Rest in peace, Sparky. Even in death you will continue filling up notebooks.
Tuesday, November 2, 2010
By Ross Newhan
--Clifff Lee was 0-2 with a 6.94 earned-run average in the World Series, failing to pitch back to his ALDS and ALCS dominance, but it is unlikely to impact his pursuit as a free agent, with it likely coming down to his Rangers and the Yankees providing he simply doesn't get it over with and sign with Texas in their private, five day window that begins today. Lee has pitched with four teams in the last two years, a hired gun of the highest order. Lee's wife, Kristin, blistered the treatment Ranger families received from Yankee fans during the ALCS, but money and longevity may outweigh that abuse, although the suspicion here is that he will remain with the Rangers, virtually next door to his Arkansas home.
◇ ◇ ◇ ◇ ◇
**The task:**
Write the next part of the baseball column about Cliff Lee, starting right after its last sentence. The lines that come next have nothing to do with the baseball column.
◇ ◇ ◇ ◇ ◇
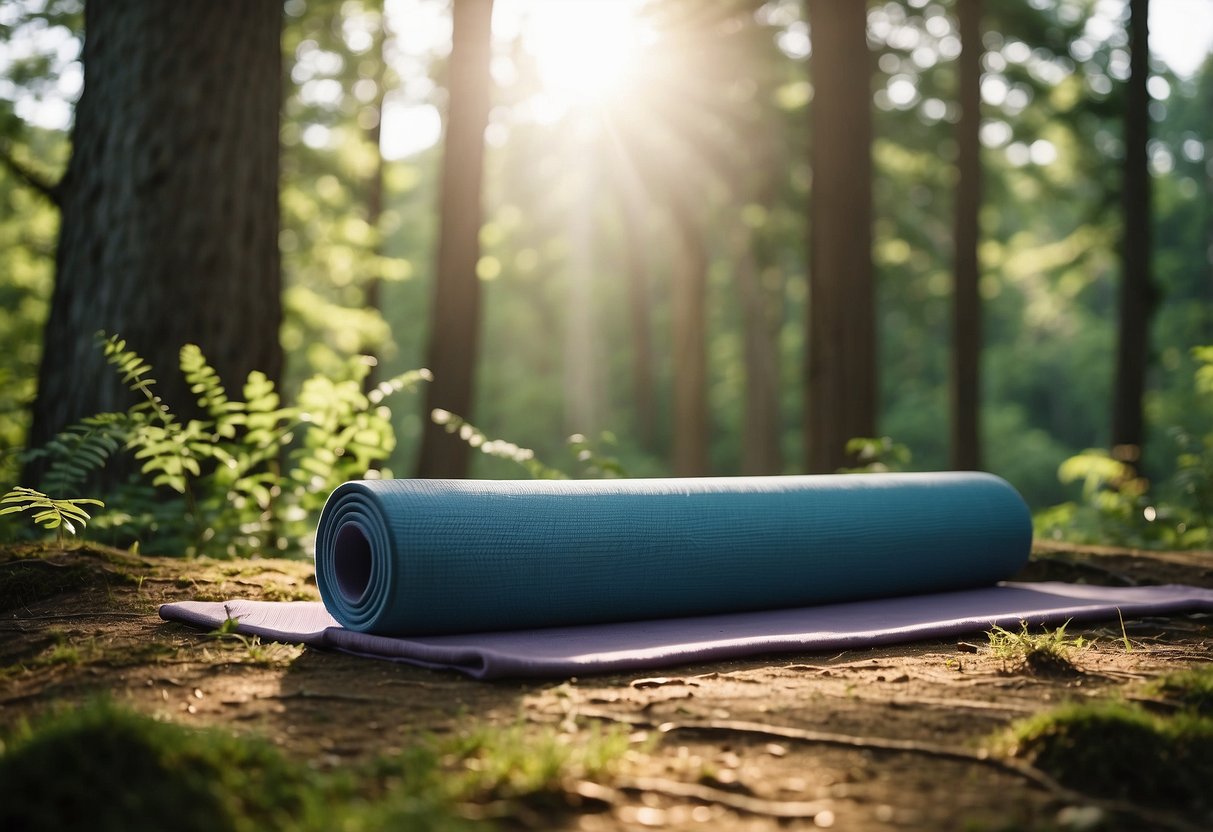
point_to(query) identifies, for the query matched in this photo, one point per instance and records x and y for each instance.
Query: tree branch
(30, 177)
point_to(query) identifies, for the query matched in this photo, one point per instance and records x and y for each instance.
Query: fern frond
(49, 513)
(81, 449)
(134, 372)
(208, 388)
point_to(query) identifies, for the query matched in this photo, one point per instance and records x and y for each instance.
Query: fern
(55, 514)
(217, 483)
(81, 449)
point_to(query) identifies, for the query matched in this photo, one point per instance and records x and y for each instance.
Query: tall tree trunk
(966, 300)
(1138, 296)
(170, 203)
(455, 320)
(759, 326)
(374, 290)
(636, 246)
(582, 372)
(689, 332)
(841, 366)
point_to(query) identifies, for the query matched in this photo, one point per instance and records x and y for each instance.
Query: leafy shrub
(246, 477)
(1120, 505)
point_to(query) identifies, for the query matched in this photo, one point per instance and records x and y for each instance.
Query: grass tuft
(1046, 653)
(1191, 689)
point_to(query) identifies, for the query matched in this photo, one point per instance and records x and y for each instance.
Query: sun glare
(584, 49)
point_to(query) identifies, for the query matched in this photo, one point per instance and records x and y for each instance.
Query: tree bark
(841, 364)
(169, 228)
(636, 246)
(374, 291)
(966, 300)
(1137, 296)
(759, 325)
(455, 320)
(689, 332)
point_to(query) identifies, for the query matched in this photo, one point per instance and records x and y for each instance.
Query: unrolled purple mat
(635, 645)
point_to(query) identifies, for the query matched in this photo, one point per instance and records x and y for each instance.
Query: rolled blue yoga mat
(414, 557)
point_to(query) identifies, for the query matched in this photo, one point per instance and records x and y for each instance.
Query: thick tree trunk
(170, 203)
(689, 332)
(1138, 297)
(582, 365)
(759, 325)
(374, 290)
(841, 366)
(966, 300)
(455, 320)
(636, 246)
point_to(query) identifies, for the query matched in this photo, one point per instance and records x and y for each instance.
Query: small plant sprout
(1047, 651)
(55, 514)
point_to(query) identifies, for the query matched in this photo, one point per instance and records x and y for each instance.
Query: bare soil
(884, 739)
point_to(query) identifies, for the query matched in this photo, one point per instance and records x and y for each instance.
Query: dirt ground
(883, 739)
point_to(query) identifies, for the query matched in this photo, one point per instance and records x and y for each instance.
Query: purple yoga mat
(635, 645)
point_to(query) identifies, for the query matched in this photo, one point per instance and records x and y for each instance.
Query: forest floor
(893, 738)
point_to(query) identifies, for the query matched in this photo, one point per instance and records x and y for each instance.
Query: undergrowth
(106, 768)
(1116, 750)
(1118, 503)
(1044, 653)
(245, 478)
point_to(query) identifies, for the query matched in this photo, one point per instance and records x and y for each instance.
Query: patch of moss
(1191, 689)
(1121, 751)
(29, 580)
(104, 768)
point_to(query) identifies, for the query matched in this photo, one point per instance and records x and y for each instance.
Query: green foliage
(106, 768)
(1044, 651)
(1121, 751)
(1122, 506)
(245, 478)
(58, 516)
(876, 455)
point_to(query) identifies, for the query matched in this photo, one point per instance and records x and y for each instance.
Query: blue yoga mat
(442, 557)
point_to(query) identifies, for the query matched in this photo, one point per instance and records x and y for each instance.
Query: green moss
(104, 768)
(1116, 750)
(1191, 689)
(30, 580)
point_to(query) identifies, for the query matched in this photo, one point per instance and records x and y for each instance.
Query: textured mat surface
(436, 557)
(636, 645)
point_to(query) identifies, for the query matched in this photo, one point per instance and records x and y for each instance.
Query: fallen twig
(676, 788)
(1009, 765)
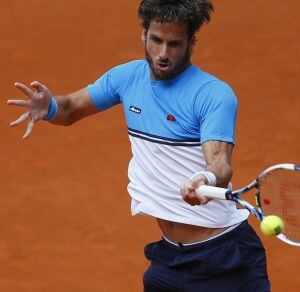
◇ ◇ ◇ ◇ ◇
**Task output:**
--There is no minimizing the performance of their young and homegrown rotation, but how many of their self-identified misfits and castoffs--Aubrey Huff, Cody Ross, Edgar Renteria and Juan Uribe, among them-- are the Giants prepared to retain while still owing Barry Zito $64.5 million over the next three years? It is hard to see them picking up Renteria's $10.5 million option, for example, even with his Series MVP award and two game turning home runs. Then again, there are always misfits and castoffs out there--and how much more is needed with that pitching?
--So, the Rangers had the best offense in the American League and they were shutout twice and held to one run once during the five Series games and it's a bit of head shaking wonder to remember that Matt Cain and Tim Lincecum are 26, Madison Bumgarner is 21, Jonathan Sanchez (don't forget that he has no-hit stuff despite his wavering control and emotions during the postseason) is 28, and that that homegrown rotation has a homegrown catcher in probable Rookie of the Year winner Buster Posey, who is 23 and may eventually end up at third base or in left field. Give their scouts credit and snicker again at the moneyball computers.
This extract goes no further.